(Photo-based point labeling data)
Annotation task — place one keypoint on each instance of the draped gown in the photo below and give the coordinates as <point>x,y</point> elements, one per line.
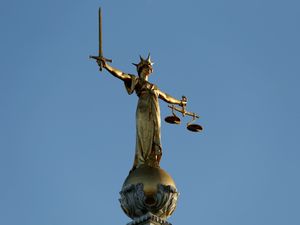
<point>148,148</point>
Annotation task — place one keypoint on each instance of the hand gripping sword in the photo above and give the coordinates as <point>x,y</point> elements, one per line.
<point>100,56</point>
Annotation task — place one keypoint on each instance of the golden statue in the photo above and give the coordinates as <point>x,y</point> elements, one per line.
<point>148,142</point>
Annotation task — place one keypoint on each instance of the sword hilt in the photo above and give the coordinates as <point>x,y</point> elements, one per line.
<point>99,58</point>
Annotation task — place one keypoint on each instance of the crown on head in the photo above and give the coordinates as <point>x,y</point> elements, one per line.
<point>143,62</point>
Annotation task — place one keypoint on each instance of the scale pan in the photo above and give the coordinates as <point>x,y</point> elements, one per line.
<point>172,119</point>
<point>194,127</point>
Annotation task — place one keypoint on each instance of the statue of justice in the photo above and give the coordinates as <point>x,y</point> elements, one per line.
<point>148,149</point>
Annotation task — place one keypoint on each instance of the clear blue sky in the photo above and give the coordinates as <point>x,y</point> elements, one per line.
<point>67,132</point>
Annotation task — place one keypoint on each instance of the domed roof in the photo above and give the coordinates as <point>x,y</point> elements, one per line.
<point>150,177</point>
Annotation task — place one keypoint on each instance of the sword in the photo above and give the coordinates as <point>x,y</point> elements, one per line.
<point>100,52</point>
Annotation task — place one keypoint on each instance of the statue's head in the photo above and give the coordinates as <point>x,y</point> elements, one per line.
<point>144,67</point>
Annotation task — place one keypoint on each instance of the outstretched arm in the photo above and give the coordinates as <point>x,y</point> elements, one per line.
<point>169,99</point>
<point>115,72</point>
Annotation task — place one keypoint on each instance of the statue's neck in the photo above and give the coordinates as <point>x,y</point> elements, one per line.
<point>144,78</point>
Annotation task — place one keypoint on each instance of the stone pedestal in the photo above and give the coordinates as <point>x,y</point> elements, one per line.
<point>148,196</point>
<point>149,219</point>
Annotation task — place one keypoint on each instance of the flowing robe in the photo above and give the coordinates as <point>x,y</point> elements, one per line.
<point>148,142</point>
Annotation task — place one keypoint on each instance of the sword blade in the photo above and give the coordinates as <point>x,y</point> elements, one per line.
<point>100,33</point>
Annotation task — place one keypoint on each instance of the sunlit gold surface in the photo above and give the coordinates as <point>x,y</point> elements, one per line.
<point>150,177</point>
<point>148,150</point>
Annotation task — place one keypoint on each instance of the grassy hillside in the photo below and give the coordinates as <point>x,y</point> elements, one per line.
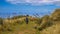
<point>45,25</point>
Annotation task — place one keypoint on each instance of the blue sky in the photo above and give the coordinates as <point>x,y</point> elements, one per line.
<point>42,7</point>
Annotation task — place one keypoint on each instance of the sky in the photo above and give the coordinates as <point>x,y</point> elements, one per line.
<point>30,7</point>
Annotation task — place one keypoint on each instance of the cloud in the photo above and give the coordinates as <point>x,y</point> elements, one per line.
<point>35,2</point>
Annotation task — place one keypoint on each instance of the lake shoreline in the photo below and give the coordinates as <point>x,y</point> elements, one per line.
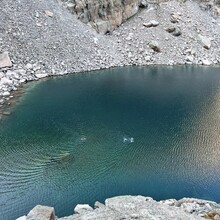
<point>13,94</point>
<point>138,207</point>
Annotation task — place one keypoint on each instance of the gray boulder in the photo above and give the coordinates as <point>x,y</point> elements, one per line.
<point>5,60</point>
<point>205,41</point>
<point>40,212</point>
<point>80,208</point>
<point>155,46</point>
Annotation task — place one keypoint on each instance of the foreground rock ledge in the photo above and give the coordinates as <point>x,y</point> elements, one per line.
<point>134,207</point>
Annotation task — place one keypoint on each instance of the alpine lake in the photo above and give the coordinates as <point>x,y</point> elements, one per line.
<point>81,138</point>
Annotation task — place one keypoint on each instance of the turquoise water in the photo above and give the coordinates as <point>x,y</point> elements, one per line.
<point>153,131</point>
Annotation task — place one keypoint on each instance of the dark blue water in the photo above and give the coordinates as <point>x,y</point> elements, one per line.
<point>153,131</point>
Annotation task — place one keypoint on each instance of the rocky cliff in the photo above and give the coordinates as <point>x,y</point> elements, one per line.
<point>104,15</point>
<point>134,207</point>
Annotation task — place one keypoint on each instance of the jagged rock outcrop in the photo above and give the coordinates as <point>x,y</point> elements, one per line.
<point>136,207</point>
<point>104,15</point>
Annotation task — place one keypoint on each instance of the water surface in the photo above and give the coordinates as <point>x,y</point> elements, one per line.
<point>153,131</point>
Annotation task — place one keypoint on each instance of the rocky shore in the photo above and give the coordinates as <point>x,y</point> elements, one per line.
<point>134,207</point>
<point>42,38</point>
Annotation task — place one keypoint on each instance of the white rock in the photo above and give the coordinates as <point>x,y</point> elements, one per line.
<point>205,41</point>
<point>29,66</point>
<point>5,60</point>
<point>206,62</point>
<point>41,213</point>
<point>6,94</point>
<point>80,208</point>
<point>41,75</point>
<point>189,58</point>
<point>6,81</point>
<point>49,13</point>
<point>154,23</point>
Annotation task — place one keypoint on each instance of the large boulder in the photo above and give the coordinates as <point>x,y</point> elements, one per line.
<point>104,15</point>
<point>5,60</point>
<point>40,212</point>
<point>205,41</point>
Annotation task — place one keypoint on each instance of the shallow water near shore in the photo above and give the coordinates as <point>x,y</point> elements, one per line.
<point>82,138</point>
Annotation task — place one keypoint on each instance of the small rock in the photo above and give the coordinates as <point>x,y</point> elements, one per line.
<point>154,23</point>
<point>49,13</point>
<point>80,208</point>
<point>98,205</point>
<point>177,32</point>
<point>41,213</point>
<point>41,75</point>
<point>170,29</point>
<point>143,4</point>
<point>147,24</point>
<point>6,93</point>
<point>29,66</point>
<point>5,60</point>
<point>155,46</point>
<point>6,81</point>
<point>205,41</point>
<point>151,23</point>
<point>147,58</point>
<point>22,218</point>
<point>206,62</point>
<point>189,58</point>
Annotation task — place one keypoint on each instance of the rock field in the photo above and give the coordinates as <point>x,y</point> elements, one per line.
<point>134,207</point>
<point>42,38</point>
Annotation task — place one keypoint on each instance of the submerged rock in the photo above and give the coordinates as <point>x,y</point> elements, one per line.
<point>80,208</point>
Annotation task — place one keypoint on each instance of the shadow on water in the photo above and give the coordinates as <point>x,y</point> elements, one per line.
<point>137,130</point>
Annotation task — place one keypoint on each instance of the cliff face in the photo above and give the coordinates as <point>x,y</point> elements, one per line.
<point>103,15</point>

» **Aim**
Transcribe exactly the line containing "of the large" and all remaining lines of the material, ending with the last one.

» **Exercise result**
Annotation task — place one keypoint on each instance of the large boulder in the photo above and give the coordinates as <point>x,y</point> elements, one per line.
<point>104,15</point>
<point>5,60</point>
<point>40,212</point>
<point>205,41</point>
Annotation task — place one keypoint on each instance of the shallow water near shore in the photo above and give the coordinates as <point>x,y</point> elements, one per line.
<point>82,138</point>
Annotation task — place one keypoint on each instance of the small rock in the photo above and give the coordinates as <point>x,y</point> elements, one per line.
<point>154,23</point>
<point>49,13</point>
<point>80,208</point>
<point>98,205</point>
<point>177,32</point>
<point>41,213</point>
<point>41,75</point>
<point>170,29</point>
<point>143,4</point>
<point>147,24</point>
<point>6,93</point>
<point>29,66</point>
<point>5,60</point>
<point>155,46</point>
<point>6,81</point>
<point>205,41</point>
<point>151,23</point>
<point>147,58</point>
<point>22,218</point>
<point>206,62</point>
<point>189,58</point>
Annotation task — place one keypoint on each instance of the rock field in the photo above and give the coordinates as <point>x,y</point> elements, one per line.
<point>134,207</point>
<point>42,38</point>
Annotation task — place one keypoint on each instance of the submerged rock in the photo above and give the coordinates as <point>x,y</point> elements, one per line.
<point>80,208</point>
Annotation task — place one keypoint on each instance of the shadow on water in the photo above and give the coordinates as <point>x,y</point> elements, one per line.
<point>137,130</point>
Annotation task — place one keypoint on each instance of the cliff face in the photo above and give the coordinates as <point>x,y</point> elements, one per line.
<point>103,15</point>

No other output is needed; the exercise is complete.